Objective
Can you restate the lines of the records starting at the line containing "point per instance: turquoise" and ending at the last line of the records, leaving out the pictures?

[Records of point placements]
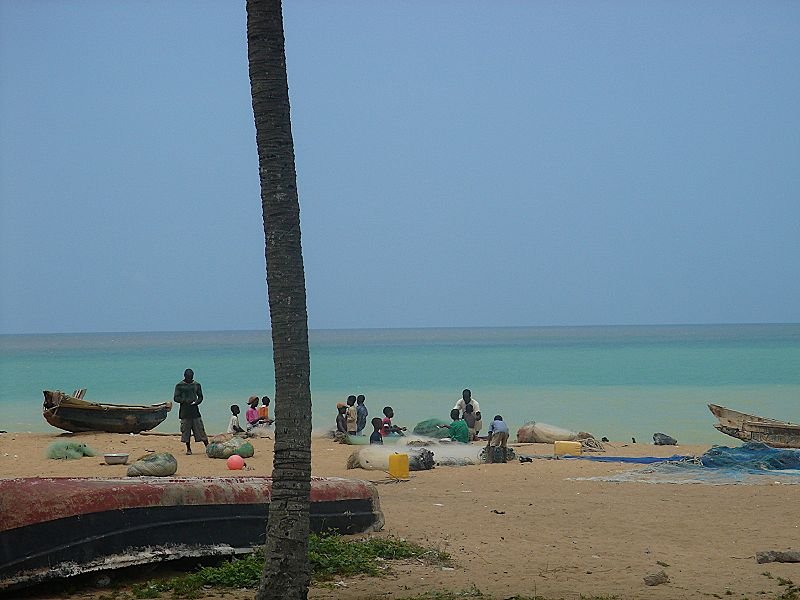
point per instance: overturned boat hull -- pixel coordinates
(59, 527)
(751, 428)
(75, 414)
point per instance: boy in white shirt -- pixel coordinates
(233, 424)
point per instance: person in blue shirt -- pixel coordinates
(498, 438)
(361, 414)
(377, 436)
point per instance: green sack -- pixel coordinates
(430, 428)
(155, 464)
(235, 445)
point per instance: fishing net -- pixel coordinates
(751, 463)
(228, 448)
(61, 449)
(430, 428)
(376, 458)
(662, 439)
(542, 433)
(751, 456)
(155, 464)
(497, 454)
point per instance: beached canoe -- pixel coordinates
(74, 414)
(751, 428)
(53, 528)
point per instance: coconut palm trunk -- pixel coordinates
(286, 569)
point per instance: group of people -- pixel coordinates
(189, 395)
(467, 422)
(255, 415)
(351, 418)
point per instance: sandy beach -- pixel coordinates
(522, 528)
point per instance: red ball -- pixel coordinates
(235, 462)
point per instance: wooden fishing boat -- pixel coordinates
(751, 428)
(52, 528)
(73, 413)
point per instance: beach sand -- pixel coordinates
(521, 528)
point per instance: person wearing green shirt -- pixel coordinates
(189, 395)
(458, 430)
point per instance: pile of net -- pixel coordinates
(751, 456)
(155, 464)
(497, 454)
(227, 448)
(62, 449)
(431, 428)
(542, 433)
(752, 463)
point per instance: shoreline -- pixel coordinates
(521, 528)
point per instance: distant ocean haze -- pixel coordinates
(619, 382)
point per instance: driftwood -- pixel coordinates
(777, 556)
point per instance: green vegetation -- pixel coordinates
(474, 592)
(330, 556)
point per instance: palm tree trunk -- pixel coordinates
(286, 570)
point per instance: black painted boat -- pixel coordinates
(72, 413)
(52, 528)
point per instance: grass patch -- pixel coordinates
(474, 592)
(330, 556)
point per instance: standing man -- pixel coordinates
(352, 415)
(498, 438)
(461, 405)
(189, 395)
(361, 414)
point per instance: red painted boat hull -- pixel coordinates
(58, 527)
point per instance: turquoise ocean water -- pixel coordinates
(620, 382)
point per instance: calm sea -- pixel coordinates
(620, 382)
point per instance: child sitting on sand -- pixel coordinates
(470, 419)
(233, 424)
(376, 437)
(253, 420)
(457, 430)
(341, 418)
(387, 427)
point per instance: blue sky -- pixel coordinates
(459, 164)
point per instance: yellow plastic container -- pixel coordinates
(562, 448)
(398, 466)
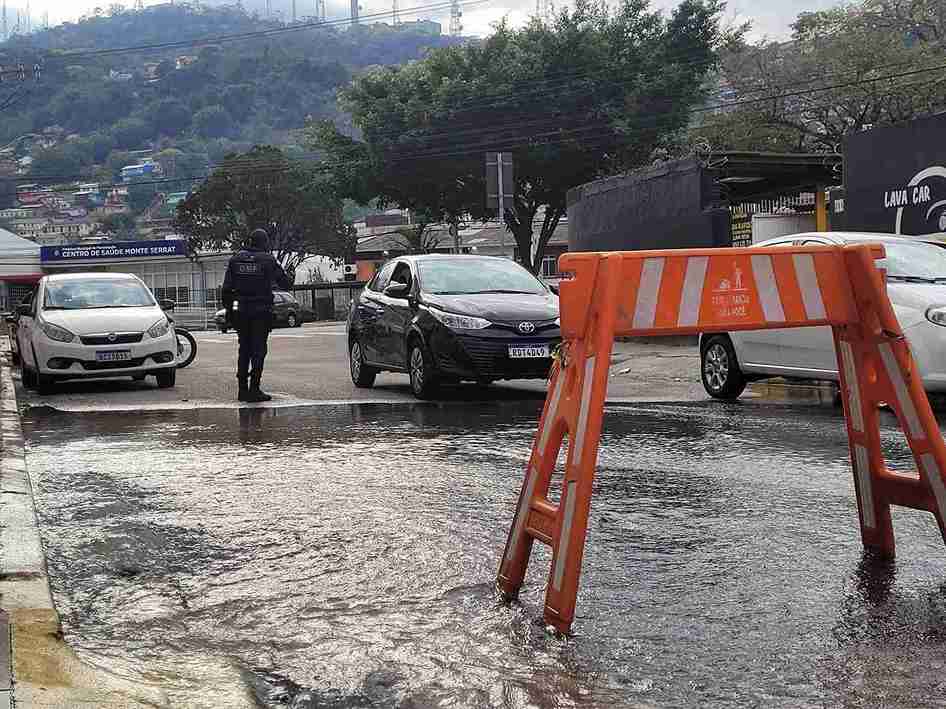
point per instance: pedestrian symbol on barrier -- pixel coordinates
(704, 291)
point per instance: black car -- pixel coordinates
(444, 318)
(286, 311)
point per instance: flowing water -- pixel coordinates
(345, 557)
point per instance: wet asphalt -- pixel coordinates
(344, 556)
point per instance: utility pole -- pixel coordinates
(456, 19)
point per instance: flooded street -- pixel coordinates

Answer below
point per instance: turquoise ocean water -- pixel coordinates
(620, 382)
point per instance: calm sea -- pixel coordinates
(620, 382)
point per instance: child sitting on sand -- pixel coordinates
(470, 419)
(233, 424)
(376, 437)
(253, 420)
(457, 430)
(341, 418)
(387, 427)
point per instance: blue sky -- pixel coordinates
(459, 164)
point per instance: yellow plastic container -- pixel coordinates
(562, 448)
(398, 466)
point per instance: pedestrian symbol on barrier -- pixel coordinates
(704, 291)
point per instance: black car -- pixel coordinates
(444, 318)
(286, 311)
point per instance: flowing water -- pixel coordinates
(345, 557)
point per instance: wet asphalt -- pixel coordinates
(344, 556)
point per instance: utility pole -- pixel coordinates
(456, 19)
point per instance: flooded street -- pixel coordinates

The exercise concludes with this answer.